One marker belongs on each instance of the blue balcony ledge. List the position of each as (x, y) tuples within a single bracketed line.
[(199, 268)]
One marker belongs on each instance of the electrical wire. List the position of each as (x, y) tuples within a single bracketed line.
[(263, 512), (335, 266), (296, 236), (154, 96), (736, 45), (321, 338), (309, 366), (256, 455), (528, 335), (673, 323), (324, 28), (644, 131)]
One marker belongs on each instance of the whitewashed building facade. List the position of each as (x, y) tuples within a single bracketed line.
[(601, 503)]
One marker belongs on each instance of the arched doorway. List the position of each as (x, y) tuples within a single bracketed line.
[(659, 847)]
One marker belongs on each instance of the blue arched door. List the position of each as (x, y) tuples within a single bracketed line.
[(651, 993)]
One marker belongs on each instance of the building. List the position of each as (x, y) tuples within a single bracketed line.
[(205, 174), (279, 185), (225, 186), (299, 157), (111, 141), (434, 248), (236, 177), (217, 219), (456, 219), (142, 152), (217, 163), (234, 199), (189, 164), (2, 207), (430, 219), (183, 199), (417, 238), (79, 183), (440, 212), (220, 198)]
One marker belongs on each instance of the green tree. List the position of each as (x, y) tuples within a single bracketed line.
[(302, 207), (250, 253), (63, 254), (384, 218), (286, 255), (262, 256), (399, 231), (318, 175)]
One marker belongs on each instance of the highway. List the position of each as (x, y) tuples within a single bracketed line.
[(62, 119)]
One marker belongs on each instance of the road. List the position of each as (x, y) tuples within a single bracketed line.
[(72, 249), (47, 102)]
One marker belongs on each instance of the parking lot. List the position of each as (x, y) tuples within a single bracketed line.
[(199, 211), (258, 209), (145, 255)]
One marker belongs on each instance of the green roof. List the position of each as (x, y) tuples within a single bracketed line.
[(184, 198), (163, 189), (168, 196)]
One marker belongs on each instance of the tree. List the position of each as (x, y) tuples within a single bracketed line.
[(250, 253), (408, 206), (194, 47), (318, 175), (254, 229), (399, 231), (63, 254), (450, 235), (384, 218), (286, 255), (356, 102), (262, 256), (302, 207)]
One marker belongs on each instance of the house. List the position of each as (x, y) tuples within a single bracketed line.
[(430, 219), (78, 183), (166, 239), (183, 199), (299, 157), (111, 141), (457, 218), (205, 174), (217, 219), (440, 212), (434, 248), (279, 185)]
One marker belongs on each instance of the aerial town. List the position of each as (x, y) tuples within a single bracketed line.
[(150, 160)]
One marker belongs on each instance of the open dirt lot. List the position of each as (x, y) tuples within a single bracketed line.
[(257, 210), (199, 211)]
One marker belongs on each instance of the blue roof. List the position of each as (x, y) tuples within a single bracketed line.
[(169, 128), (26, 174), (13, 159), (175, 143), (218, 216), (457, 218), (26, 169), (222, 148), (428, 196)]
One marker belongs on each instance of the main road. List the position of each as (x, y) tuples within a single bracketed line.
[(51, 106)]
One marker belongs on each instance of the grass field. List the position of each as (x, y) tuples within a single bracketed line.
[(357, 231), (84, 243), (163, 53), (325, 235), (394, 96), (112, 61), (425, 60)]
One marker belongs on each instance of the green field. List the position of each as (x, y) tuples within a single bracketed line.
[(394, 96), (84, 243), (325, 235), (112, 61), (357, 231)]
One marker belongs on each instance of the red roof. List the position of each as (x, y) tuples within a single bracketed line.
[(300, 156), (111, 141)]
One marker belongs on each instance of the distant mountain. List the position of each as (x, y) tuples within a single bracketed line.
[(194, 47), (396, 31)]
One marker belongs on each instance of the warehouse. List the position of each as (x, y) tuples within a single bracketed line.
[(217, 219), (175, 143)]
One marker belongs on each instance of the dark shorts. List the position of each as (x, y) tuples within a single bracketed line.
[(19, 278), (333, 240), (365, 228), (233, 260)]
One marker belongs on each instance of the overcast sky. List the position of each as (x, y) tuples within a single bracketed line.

■ Work to complete
Rewrite the records from the line with "One marker belongs on each instance of the blue roof." up to and including the line with "[(394, 96), (84, 243), (325, 235), (112, 61), (357, 231)]", and multiply every coordinate in the answers by 1.25, rounding to whole numbers with halves rounded up. Leave all other wording in those lines as it is.

■ Solution below
One marker belongs on each instance of the blue roof. List the position of each as (x, y) tuples within a single bracketed line.
[(211, 160), (33, 218), (16, 199), (219, 179), (273, 270), (571, 273), (33, 211), (278, 185), (535, 245)]
One marker belongs on each instance of the main road. List the position of each as (x, y) tuples within a single bracketed line.
[(64, 133)]
One marker belongs on each instance of the grass field. List the position of each as (x, y) tuples within a single bracketed line.
[(446, 289), (105, 304), (204, 66), (406, 294), (493, 120), (140, 76), (531, 75)]
One marker belongs on each instance of the green field. List the position of each as (x, y) tuples within a single bracketed line.
[(493, 120), (105, 304), (406, 294), (140, 76), (446, 289)]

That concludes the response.